TUGAS YANG DIBERIKAN:
Lanjutkan berita di bawah tentang kesiapan industri kabel domestik menyerap hasil hilirisasi tembaga, dimulai setelah kalimat terakhirnya.

TEKS YANG DIBERIKAN:
Bandung, TAMBANG – Ketua Umum Asosiasi Pabrik Kabel Indonesia (Apkabel), Noval Jamalullail menegaskan, industri kabel domestik sanggup menjamin menyerap hasil hilirisasi konsentrat tembaga di dalam negeri. Sebab, kapasitas produksi industri kabel mampu mengimbangi proyeksi pembangunan smelter tembaga.
Menurutnya, kebutuhan industri kabel domestik terhadap tembaga sudah mencapai 800 ribu ton per tahun. Jumlahnya memang sempat menurun lantaran terdampak pandemi menjadi sekitar 500 ribu ton, namun akan kembali naik seiiring pemulihan ekonomi pascapandemi.

DATA YANG DISEDIAKAN:
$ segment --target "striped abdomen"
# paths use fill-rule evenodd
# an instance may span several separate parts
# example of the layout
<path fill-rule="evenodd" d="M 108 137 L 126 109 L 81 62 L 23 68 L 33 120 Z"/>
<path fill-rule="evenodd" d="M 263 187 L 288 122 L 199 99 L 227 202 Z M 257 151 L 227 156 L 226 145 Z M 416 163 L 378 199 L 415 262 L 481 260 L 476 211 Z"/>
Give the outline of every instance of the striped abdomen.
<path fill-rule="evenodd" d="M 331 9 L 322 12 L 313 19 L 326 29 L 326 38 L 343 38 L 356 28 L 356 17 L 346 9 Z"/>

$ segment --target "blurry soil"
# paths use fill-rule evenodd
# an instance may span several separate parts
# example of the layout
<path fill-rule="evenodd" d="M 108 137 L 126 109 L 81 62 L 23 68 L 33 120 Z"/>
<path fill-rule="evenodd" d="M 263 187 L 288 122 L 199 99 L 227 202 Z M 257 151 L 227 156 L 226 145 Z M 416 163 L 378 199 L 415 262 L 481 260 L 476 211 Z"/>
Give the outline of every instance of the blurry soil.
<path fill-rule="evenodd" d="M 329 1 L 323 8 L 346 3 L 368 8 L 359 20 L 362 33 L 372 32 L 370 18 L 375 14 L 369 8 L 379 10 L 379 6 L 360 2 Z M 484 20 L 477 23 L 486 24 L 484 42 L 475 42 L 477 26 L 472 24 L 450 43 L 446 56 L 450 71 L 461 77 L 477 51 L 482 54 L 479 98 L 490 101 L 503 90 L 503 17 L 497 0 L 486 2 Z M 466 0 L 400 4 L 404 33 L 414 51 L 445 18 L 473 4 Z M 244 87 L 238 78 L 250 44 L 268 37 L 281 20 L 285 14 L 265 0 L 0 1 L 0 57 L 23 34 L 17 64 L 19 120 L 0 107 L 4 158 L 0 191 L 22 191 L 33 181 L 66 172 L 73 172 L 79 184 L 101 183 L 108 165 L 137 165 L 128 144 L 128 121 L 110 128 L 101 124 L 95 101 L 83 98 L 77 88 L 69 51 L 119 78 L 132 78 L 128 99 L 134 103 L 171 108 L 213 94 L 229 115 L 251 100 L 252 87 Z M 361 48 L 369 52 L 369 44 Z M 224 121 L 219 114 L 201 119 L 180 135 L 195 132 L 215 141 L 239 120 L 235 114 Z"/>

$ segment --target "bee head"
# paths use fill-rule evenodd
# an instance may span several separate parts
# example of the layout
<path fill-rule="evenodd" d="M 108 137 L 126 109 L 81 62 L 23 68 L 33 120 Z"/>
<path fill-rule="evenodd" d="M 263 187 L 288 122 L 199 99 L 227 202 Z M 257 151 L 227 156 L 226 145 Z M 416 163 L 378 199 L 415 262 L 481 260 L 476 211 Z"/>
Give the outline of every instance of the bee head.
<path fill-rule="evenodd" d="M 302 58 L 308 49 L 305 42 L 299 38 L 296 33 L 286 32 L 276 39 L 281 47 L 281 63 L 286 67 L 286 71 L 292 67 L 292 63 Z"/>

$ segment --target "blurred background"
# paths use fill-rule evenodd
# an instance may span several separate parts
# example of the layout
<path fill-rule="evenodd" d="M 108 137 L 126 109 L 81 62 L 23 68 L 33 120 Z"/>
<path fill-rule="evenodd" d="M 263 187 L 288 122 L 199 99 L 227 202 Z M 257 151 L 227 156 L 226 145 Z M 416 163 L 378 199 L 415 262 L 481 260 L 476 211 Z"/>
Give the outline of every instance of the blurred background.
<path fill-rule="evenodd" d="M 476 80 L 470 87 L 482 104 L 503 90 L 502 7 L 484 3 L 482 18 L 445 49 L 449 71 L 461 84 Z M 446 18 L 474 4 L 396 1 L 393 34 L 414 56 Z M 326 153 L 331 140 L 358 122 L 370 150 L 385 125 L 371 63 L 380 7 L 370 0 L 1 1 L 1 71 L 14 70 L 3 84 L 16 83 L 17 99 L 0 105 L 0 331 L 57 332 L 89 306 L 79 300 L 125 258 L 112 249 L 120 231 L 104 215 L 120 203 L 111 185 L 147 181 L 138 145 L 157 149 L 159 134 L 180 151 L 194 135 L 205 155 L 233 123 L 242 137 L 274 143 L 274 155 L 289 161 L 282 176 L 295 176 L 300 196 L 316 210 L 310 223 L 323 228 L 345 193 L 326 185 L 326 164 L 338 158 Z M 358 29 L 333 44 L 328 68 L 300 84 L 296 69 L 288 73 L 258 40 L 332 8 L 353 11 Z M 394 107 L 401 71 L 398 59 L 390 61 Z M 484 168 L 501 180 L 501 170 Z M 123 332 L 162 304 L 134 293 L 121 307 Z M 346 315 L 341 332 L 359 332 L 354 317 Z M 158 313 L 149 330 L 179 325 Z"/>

KOTAK JAWABAN:
“Kapasitas kita sudah bisa 800 ribu ton. Faktor pandemi membuat kondisi industri jatuh. Industri kabel yang mengonsumsi tembaga berjumlah sebanyak 45 pabrik. Dari jumlah itu, 15 pabrik di antaranya mempunyai fasilitas pengolahan tembaga atau penghasil rod tembaga. Kalau saya bikin rata-rata saja, kapasitasnya sekitar 500 ribu ton. Kabel tembaga tahun ini naik, ekonomi sudah membaik,” jelas Noval saat menghadiri acara “The 1st Indonesia Minerals Mining Industry Conference-Expo 2022”, Rabu (30/11).
Melihat angka tersebut, Noval yakin industri kabel dapat menyerap katoda tembaga yang akan dihasilkan dari smelter PT Freeport Indonesia di Gresik, Jawa Timur. Dalam proyek itu, Freeport mencanangkan produksi katoda tembaga dengan kapasitas pabrik sebesar 600 ribu ton per tahun.
“Freeport investasi smelter untuk kapasitas 600 ribu ton, itu lewat,” bebernya.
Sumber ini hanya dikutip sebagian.